» **Given problem 1**: Could you print everything in the passage on data analysis from "Data Analysis and" down to "drill-downs or alerts."?
» **Given problem 2**: Which statistical tests does the passage on data analysis name for testing association between variables?

» **Extract provided**:
<<<<

Data Analysis and Dissemination
There are different types of analysis:
- Descriptive analysis: Descriptive statistics is the term given to the analysis of data that helps describe, show or summarize and organize data in a meaningful way such that, for example, patterns might emerge from the data. Descriptive statistics do not, however, allow us to make conclusions beyond the data we have analysed or reach conclusions regarding any hypotheses we might have made. They are simply a way to describe our data. Examples are: counts, maximum, minimum, range, average, median, mode, text analysis (such as word clouds). The results of a descriptive analysis can be displayed in cross-tabulations, pie graphs, bar graphs or time series. These analyses can be used to produce standard/ad-hoc reports, query drill-downs or alerts.
- Inferential analysis: Inferential statistics are techniques that allow us to use samples to make generalizations about the populations from which the samples were drawn. Inferential statistics arise out of the fact that sampling naturally incurs sampling error and thus a sample is not expected to perfectly represent the population. The methods of inferential statistics are (1) the estimation of parameter(s) and (2) testing of statistical hypotheses. For testing association between variables, the following statistical tests can be used: chi squared, Goodman and Kruskal's Gamma, T-test, F-test.

>>>>

» **Collected material**:

<<<<

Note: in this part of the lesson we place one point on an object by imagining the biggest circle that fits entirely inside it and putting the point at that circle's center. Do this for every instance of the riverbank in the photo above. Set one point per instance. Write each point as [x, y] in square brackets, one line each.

>>>>

» **Task answer 1**:
Data Analysis and Dissemination
There are different types of analysis:
- Descriptive analysis: Descriptive statistics is the term given to the analysis of data that helps describe, show or summarize and organize data in a meaningful way such that, for example, patterns might emerge from the data. Descriptive statistics do not, however, allow us to make conclusions beyond the data we have analysed or reach conclusions regarding any hypotheses we might have made. They are simply a way to describe our data. Examples are: counts, maximum, minimum, range, average, median, mode, text analysis (such as word clouds). The results of a descriptive analysis can be displayed in cross-tabulations, pie graphs, bar graphs or time series. These analyses can be used to produce standard/ad-hoc reports, query drill-downs or alerts.

» **Task answer 2**:
- Chi squared
- Goodman and Kruskal's Gamma
- T-test
- F-test